● **DIRECTION**
Report every line of the entries below that contains the word "building", copying each one in full. Case counts when matching.

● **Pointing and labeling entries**
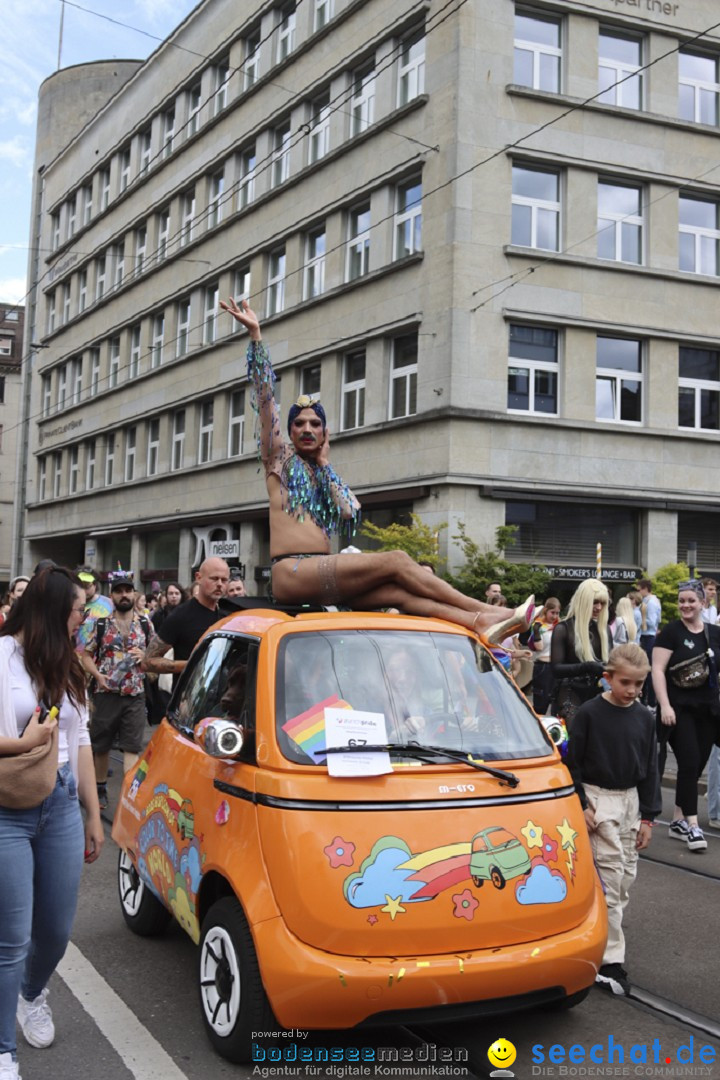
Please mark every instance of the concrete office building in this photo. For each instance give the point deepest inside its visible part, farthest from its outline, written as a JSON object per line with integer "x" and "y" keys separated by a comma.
{"x": 486, "y": 232}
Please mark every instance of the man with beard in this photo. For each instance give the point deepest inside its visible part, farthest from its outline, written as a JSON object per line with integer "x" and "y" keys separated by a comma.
{"x": 112, "y": 656}
{"x": 309, "y": 503}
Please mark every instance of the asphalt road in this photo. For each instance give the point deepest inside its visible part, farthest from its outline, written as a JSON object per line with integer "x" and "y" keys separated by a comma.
{"x": 127, "y": 1007}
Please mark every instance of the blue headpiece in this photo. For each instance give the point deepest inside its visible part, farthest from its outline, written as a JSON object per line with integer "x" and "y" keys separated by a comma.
{"x": 306, "y": 401}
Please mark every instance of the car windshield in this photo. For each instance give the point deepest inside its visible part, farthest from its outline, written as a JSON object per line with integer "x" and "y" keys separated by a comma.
{"x": 432, "y": 689}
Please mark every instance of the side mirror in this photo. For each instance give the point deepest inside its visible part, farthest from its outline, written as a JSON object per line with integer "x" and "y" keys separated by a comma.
{"x": 220, "y": 738}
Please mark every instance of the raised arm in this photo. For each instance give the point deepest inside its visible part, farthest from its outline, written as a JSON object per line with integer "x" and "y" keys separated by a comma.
{"x": 271, "y": 445}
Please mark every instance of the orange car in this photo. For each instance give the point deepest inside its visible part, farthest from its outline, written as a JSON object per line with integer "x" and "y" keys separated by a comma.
{"x": 323, "y": 811}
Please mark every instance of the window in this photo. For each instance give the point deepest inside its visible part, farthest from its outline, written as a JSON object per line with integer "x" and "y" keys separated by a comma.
{"x": 124, "y": 169}
{"x": 252, "y": 63}
{"x": 320, "y": 127}
{"x": 215, "y": 202}
{"x": 358, "y": 242}
{"x": 86, "y": 193}
{"x": 537, "y": 52}
{"x": 236, "y": 423}
{"x": 286, "y": 31}
{"x": 178, "y": 440}
{"x": 57, "y": 474}
{"x": 153, "y": 446}
{"x": 323, "y": 13}
{"x": 168, "y": 133}
{"x": 353, "y": 391}
{"x": 104, "y": 183}
{"x": 145, "y": 139}
{"x": 158, "y": 340}
{"x": 700, "y": 234}
{"x": 75, "y": 469}
{"x": 94, "y": 372}
{"x": 532, "y": 370}
{"x": 182, "y": 340}
{"x": 205, "y": 440}
{"x": 619, "y": 386}
{"x": 408, "y": 219}
{"x": 221, "y": 78}
{"x": 140, "y": 250}
{"x": 211, "y": 313}
{"x": 698, "y": 89}
{"x": 620, "y": 223}
{"x": 315, "y": 262}
{"x": 362, "y": 106}
{"x": 134, "y": 366}
{"x": 281, "y": 153}
{"x": 412, "y": 68}
{"x": 404, "y": 378}
{"x": 246, "y": 189}
{"x": 131, "y": 437}
{"x": 620, "y": 79}
{"x": 114, "y": 362}
{"x": 62, "y": 387}
{"x": 194, "y": 105}
{"x": 109, "y": 459}
{"x": 535, "y": 207}
{"x": 276, "y": 282}
{"x": 100, "y": 272}
{"x": 90, "y": 466}
{"x": 163, "y": 234}
{"x": 698, "y": 399}
{"x": 82, "y": 291}
{"x": 187, "y": 216}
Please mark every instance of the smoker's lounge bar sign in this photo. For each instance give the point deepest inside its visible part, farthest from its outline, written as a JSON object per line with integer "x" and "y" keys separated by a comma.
{"x": 580, "y": 572}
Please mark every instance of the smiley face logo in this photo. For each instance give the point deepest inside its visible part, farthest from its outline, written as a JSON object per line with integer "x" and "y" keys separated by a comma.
{"x": 502, "y": 1053}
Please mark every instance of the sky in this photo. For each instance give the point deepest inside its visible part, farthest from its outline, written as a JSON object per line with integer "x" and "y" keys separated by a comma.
{"x": 30, "y": 30}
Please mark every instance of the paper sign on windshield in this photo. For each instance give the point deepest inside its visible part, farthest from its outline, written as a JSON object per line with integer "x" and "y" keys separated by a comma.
{"x": 348, "y": 727}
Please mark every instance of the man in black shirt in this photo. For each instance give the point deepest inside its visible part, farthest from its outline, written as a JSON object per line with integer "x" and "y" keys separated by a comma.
{"x": 186, "y": 625}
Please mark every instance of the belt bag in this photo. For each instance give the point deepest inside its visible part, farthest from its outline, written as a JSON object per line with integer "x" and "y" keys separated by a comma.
{"x": 27, "y": 779}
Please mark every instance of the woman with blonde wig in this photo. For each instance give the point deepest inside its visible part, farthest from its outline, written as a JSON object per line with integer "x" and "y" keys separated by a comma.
{"x": 580, "y": 648}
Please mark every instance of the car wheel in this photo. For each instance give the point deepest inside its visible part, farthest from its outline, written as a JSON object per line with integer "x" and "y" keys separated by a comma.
{"x": 143, "y": 912}
{"x": 232, "y": 997}
{"x": 497, "y": 878}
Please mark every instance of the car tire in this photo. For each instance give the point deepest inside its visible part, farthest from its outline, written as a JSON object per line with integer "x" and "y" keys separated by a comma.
{"x": 497, "y": 878}
{"x": 232, "y": 997}
{"x": 143, "y": 912}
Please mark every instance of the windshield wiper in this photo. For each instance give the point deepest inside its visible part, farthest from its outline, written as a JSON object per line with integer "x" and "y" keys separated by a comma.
{"x": 416, "y": 750}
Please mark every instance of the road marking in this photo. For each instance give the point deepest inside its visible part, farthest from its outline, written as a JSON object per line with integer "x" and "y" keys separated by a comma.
{"x": 139, "y": 1051}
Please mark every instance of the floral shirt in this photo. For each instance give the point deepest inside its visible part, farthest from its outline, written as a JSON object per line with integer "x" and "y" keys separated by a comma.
{"x": 113, "y": 659}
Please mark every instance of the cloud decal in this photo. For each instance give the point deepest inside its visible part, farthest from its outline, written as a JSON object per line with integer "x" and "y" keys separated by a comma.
{"x": 542, "y": 886}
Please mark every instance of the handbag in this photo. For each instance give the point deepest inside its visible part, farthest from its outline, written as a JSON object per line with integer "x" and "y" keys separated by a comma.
{"x": 27, "y": 779}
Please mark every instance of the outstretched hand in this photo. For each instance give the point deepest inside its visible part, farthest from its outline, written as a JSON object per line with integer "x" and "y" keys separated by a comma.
{"x": 244, "y": 315}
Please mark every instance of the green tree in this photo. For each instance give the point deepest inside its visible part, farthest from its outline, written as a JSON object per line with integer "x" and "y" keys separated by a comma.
{"x": 481, "y": 566}
{"x": 418, "y": 539}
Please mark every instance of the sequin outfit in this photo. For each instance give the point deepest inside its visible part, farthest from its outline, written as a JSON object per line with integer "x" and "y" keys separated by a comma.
{"x": 307, "y": 488}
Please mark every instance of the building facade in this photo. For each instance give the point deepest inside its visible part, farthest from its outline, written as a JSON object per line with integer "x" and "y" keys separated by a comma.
{"x": 486, "y": 232}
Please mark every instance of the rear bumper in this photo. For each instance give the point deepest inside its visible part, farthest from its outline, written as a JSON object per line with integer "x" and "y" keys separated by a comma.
{"x": 310, "y": 988}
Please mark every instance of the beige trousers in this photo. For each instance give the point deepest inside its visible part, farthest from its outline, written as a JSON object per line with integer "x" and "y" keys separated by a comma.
{"x": 613, "y": 842}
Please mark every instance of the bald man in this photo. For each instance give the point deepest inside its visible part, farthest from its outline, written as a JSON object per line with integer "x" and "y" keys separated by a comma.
{"x": 184, "y": 628}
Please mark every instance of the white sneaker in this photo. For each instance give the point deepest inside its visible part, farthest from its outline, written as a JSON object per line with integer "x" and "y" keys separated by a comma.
{"x": 9, "y": 1068}
{"x": 36, "y": 1020}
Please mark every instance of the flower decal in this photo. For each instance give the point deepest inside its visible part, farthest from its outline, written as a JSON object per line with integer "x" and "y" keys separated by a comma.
{"x": 549, "y": 849}
{"x": 465, "y": 905}
{"x": 340, "y": 852}
{"x": 533, "y": 835}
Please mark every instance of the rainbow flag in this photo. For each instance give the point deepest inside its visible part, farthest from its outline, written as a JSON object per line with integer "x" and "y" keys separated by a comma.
{"x": 308, "y": 728}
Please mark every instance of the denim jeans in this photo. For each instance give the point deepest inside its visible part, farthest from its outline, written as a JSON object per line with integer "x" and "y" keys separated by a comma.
{"x": 41, "y": 859}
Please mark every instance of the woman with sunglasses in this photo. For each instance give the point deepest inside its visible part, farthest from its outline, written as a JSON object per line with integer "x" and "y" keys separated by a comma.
{"x": 684, "y": 675}
{"x": 580, "y": 648}
{"x": 43, "y": 846}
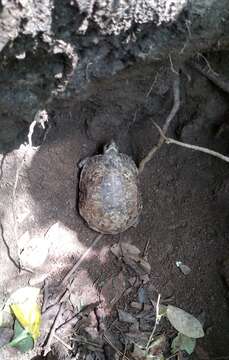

● **ANSWER**
Please mark every instance of the concrete office building in this photo. For each instance give the point deepest inside its visible part, farthest from its outline, written as a JSON object per line with integer "x" and "y" keys separated by a comma.
Please mark every instance of the building facade in this photo. For each instance give the point deepest inside its visible part, farthest from its outline, written as a JSON object per line with integer "x" and "y" keys separated by a comma.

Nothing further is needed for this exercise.